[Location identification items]

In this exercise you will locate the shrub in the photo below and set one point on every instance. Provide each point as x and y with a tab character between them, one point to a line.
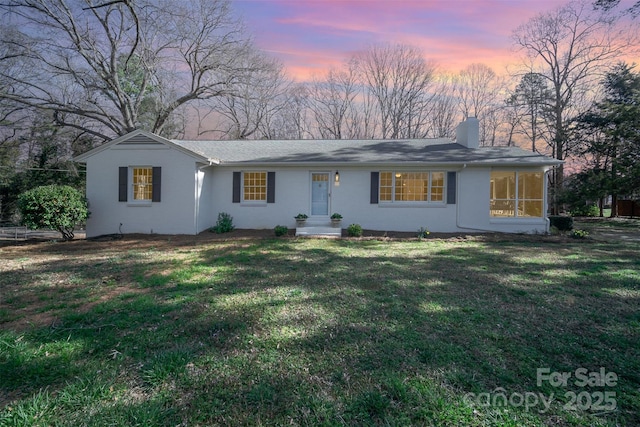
579	234
354	230
224	223
423	232
58	207
585	210
280	230
562	223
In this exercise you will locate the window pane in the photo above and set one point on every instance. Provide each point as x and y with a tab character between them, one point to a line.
530	185
255	186
503	208
142	183
437	186
386	186
503	194
412	186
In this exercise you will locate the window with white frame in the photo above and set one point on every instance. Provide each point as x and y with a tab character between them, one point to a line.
412	186
142	183
516	194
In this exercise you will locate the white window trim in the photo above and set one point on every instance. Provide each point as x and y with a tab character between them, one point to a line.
130	193
412	203
516	217
244	202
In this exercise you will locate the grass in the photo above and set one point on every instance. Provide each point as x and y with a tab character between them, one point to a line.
318	332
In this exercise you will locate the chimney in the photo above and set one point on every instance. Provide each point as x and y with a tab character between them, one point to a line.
468	133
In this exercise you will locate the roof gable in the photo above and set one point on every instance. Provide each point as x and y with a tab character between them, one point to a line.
307	152
401	151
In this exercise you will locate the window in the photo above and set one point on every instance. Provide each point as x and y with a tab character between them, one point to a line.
412	187
142	183
516	194
254	186
139	184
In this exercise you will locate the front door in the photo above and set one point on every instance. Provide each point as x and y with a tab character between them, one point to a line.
319	193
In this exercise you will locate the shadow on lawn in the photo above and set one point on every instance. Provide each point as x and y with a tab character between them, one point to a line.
276	330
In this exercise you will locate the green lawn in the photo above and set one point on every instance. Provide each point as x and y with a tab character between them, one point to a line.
320	332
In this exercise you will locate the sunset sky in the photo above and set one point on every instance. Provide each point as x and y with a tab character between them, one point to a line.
310	36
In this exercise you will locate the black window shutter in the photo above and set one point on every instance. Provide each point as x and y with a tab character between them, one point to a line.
123	173
451	188
271	187
236	187
156	180
375	181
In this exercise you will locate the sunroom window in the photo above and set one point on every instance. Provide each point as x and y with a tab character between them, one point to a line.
516	194
142	181
255	186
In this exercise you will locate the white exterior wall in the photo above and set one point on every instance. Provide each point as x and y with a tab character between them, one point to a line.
351	199
193	194
174	214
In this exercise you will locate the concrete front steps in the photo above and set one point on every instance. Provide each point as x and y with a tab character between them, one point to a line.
318	228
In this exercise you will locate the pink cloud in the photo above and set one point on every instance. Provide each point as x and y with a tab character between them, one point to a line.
310	36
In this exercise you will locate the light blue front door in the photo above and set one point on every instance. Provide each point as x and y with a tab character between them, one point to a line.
319	193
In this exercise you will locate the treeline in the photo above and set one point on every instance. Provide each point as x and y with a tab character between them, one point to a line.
75	74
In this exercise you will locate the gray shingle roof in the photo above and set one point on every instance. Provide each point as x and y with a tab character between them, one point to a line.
429	151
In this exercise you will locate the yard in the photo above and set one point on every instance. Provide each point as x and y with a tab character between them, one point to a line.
239	329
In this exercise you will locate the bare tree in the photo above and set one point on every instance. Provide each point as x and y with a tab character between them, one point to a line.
291	121
398	78
253	98
569	47
332	103
444	112
531	98
101	67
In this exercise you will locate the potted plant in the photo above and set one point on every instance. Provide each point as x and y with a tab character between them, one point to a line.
301	219
336	218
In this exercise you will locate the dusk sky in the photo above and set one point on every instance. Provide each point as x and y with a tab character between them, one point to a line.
309	36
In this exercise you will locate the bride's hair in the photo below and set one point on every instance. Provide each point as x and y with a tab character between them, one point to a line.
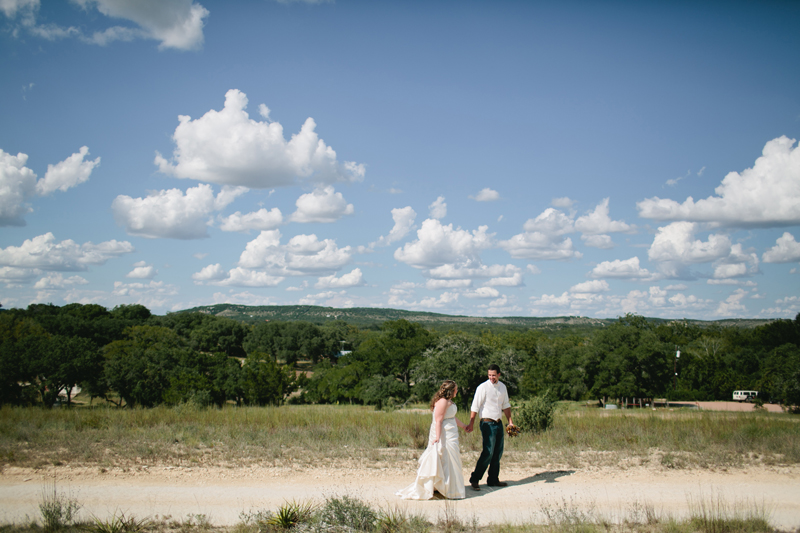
446	391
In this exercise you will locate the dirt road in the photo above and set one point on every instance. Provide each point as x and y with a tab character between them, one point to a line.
222	494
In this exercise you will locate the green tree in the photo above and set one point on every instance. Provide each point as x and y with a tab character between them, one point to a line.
634	362
266	383
393	351
465	360
140	368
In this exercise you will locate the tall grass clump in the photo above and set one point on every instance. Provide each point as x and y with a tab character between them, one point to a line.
59	510
346	513
536	415
715	515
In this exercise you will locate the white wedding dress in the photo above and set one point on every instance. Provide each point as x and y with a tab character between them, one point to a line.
440	464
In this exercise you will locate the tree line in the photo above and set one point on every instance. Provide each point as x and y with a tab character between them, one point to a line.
131	357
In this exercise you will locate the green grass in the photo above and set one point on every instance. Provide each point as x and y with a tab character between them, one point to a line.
349	514
326	434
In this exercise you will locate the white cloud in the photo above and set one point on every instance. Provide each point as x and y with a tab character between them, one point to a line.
18	183
469	270
56	281
142	270
732	306
514	280
483	292
68	173
731	281
539	246
10	8
437	284
174	23
542	238
13	276
564	202
230	148
598	222
354	279
603	242
403	223
170	213
621	269
43	252
302	255
593	286
738	263
550	222
486	195
259	220
767	195
676	243
437	245
786	250
438	209
321	205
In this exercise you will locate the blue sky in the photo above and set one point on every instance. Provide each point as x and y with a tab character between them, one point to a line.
478	158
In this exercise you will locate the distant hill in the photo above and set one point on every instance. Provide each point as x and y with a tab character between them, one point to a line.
373	316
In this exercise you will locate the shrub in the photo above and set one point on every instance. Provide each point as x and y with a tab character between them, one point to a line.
536	415
59	511
347	513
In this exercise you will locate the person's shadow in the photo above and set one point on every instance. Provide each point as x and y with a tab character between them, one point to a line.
548	477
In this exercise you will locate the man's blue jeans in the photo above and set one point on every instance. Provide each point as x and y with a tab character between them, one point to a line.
493	433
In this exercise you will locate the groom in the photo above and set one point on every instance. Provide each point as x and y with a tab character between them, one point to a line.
489	404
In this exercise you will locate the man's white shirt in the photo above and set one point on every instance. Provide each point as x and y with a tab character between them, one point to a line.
490	400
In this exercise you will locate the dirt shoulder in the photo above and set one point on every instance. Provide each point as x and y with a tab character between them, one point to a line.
223	493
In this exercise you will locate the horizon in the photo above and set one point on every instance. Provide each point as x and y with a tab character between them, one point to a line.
494	160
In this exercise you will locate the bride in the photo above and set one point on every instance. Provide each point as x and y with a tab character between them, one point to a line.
440	467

Instruction: Repeat everything in the records precisely. Images are excluded from the copy.

Solution for this task:
In this exercise you will locate the shrub in the photo below and set one point on every instance. Provide each point as x and y with a tab character between them, one point to a line.
579	234
354	230
224	223
423	232
58	207
585	210
280	230
562	223
In this exercise you will locate the window pane in the photo above and set one point on every instance. Provide each point as x and y with a tab character between them, one point to a line.
530	185
255	186
503	208
142	183
437	186
386	186
503	194
412	186
In this exercise you will locate the window with white frame in the photo above and set one point on every instance. Provide each point as x and y with a tab character between them, one point to a line.
412	186
142	183
516	194
In this exercise you will locate the white window trim in the photo above and set one point on every instance. Provide each point as x and y with a tab character between them, one point to a line.
130	193
412	203
516	217
244	202
In this exercise you will locate the grass in the photo above and set one point on every instance. Provide each point as x and y with a tab character between them, one point to a line.
318	332
In this exercise you will locate the chimney in the photo above and set one point on every instance. Provide each point as x and y with a tab character between them, one point to a line.
468	133
In this exercise you will locate the roof gable in the photo above and set one point on every instance. Provide each point as x and y with a tab character between them, one point to a line.
307	152
401	151
In this exercise you will locate the window in the photo above and set one point on every instance. Provide each point as x and y with a tab character between them, one point to a line.
412	187
142	183
516	194
254	186
139	184
In this exercise you will locate the front door in the photo above and set one point on every instance. Provide each point as x and y with a tab character between them, one point to a line.
319	193
In this exercise you will locate the shadow on lawn in the photo above and set one point on every instance. Provide each point as x and y with a tab character between them, one point to a line.
276	330
In this exercise you will locate the green lawn in the photo above and set one point on every instance. Provide each point as x and y with a tab character between them, one point to a line.
320	332
In this exercise you will locate the sunset sky in the photo above and set one point on every instance. Provide each point as x and y with a tab character between them, one point to a line.
310	36
In this exercise you will locate the black window shutter in the photo above and set one point on every instance. Provide each point as x and y with a tab character between them, one point to a line.
123	173
451	188
271	187
236	187
156	180
375	181
In this exercise you will locate the sunroom window in the photo above and set one point on every instance. Provide each point as x and y with a tab character between them, one point to a line.
516	194
142	181
255	186
In this exercise you will locate the white exterior wall in the photo above and set one point on every instance. Provide each point as x and y with a tab character between them, one point to a line.
351	199
193	194
174	214
In this exercise you will locate the concrete front steps in the photo above and set one point on every instance. Provide each point as x and y with a tab character between them, one point to a line.
318	228
In this exercise you will locate the pink cloud in the photo above and set one point on every instance. Provide each point as x and y with a tab character between them, one point to a line.
310	36
In this exercise you will locate the light blue front door in the photo above and set one point on every instance. Provide each point as x and y with a tab character between them, one point to a line.
319	193
In this exercise you will locate the treeline in the photo above and set one point on every instance. Provide each point as x and y with a tab character between them, one point to a line.
75	74
In this exercise you will locate the gray shingle roof in the photo above and set one point on every instance. Provide each point as x and y with a tab character between them, one point to a line.
429	151
In this exercise you will locate the yard in the photo above and set one point on every instance. Provide each point as x and y with a tab character between them, one point to a line.
239	329
In this exercise you will locate the bare tree in the photo above and set one point on every instance. Provide each point as x and y with a tab character between them, one point to a line.
291	121
398	78
253	98
569	47
332	103
444	112
531	98
101	67
In this exercise you will locate the potted plant in the photo above and set one point on every instance. Provide each point as x and y with a tab character between them, one point to a line.
301	219
336	218
In this exercise you will locate the dusk sky in the photo above and set one point on every instance. Provide each point as x and y with a tab character between them, one point to a line.
309	36
In this exercise you will locate the bride's hair in the photo below and set one point on every instance. Provide each point as x and y with a tab character between them, one point to a line.
446	391
In this exercise you will locate the dirt road in the photo above and set one point on every instance. Provide each point as x and y with a tab character between them, one point to a line.
222	494
In this exercise you will locate the green tree in the photo above and set one point on every instance. Provide each point as x and y with a tab character between them, one point to a line.
634	362
266	383
393	351
465	360
140	368
In this exercise you will locate the tall grass clump in the photo above and set one point on every instance. Provide each point as x and y with a tab character between them, one point to a line.
59	510
346	513
536	415
715	515
In this exercise you will locate the white wedding dress in the photo above and set one point on every instance. Provide each point as x and y with a tab character between them, one point to a line.
440	464
In this exercise you will locate the tree line in the photo above and set one point on every instance. Provide each point as x and y with a tab character between them, one point to a line.
131	357
In this exercise you will locate the green grass in the photo above and set one point on every instance. Provide each point as x and y with a tab character between them, one point to a line.
349	514
326	434
In this exercise you will locate the white cloud in the photo above and set one point on every instance. Provide each point as x and y with a tab character between them, one point to a line.
18	183
469	270
56	281
142	270
732	306
514	280
483	292
68	173
731	281
539	246
10	8
437	284
174	23
542	238
13	276
564	202
230	148
598	222
354	279
603	242
403	223
170	213
621	269
43	252
302	255
593	286
738	263
550	222
486	195
259	220
767	195
676	243
437	245
786	250
438	209
321	205
In this exercise you will locate the blue sky in the photo above and set one point on every instance. Provide each point as x and y with a tab character between them, one point to a line.
478	158
In this exercise you will locate the distant hill in the photo above and set one point on every instance. Provide each point as x and y with a tab character between them, one point to a line.
373	316
In this exercise you will locate the shrub in the photo above and set one point on every instance. Provide each point as x and y with a tab character between them, one point to a line.
536	415
59	511
347	513
In this exercise you will locate the person's shadow in the photo above and set one point on every instance. Provide each point as x and y with a tab character between them, one point to a line.
548	477
In this exercise you will locate the man's blue jeans in the photo above and set one point on every instance. Provide each point as x and y with a tab character between them, one point to a line.
493	433
In this exercise you will locate the groom in the photo above and set one point on every instance. Provide each point as x and y with a tab character between them, one point to a line.
489	404
In this exercise you will locate the man's white shirt in the photo above and set one point on every instance. Provide each point as x and y with a tab character between them, one point to a line.
490	400
In this exercise you will locate the dirt shoulder in the photo above and set one point on every instance. Provide each point as x and y with a tab character between them, one point to a line.
223	493
In this exercise you will locate the horizon in the photo above and set one point on every instance. Provide each point as x and y with a tab character between them, one point to a line.
494	160
In this exercise you will locate the bride in the photo above and set one point on every instance. Provide each point as x and y with a tab character between them, one point to a line.
440	467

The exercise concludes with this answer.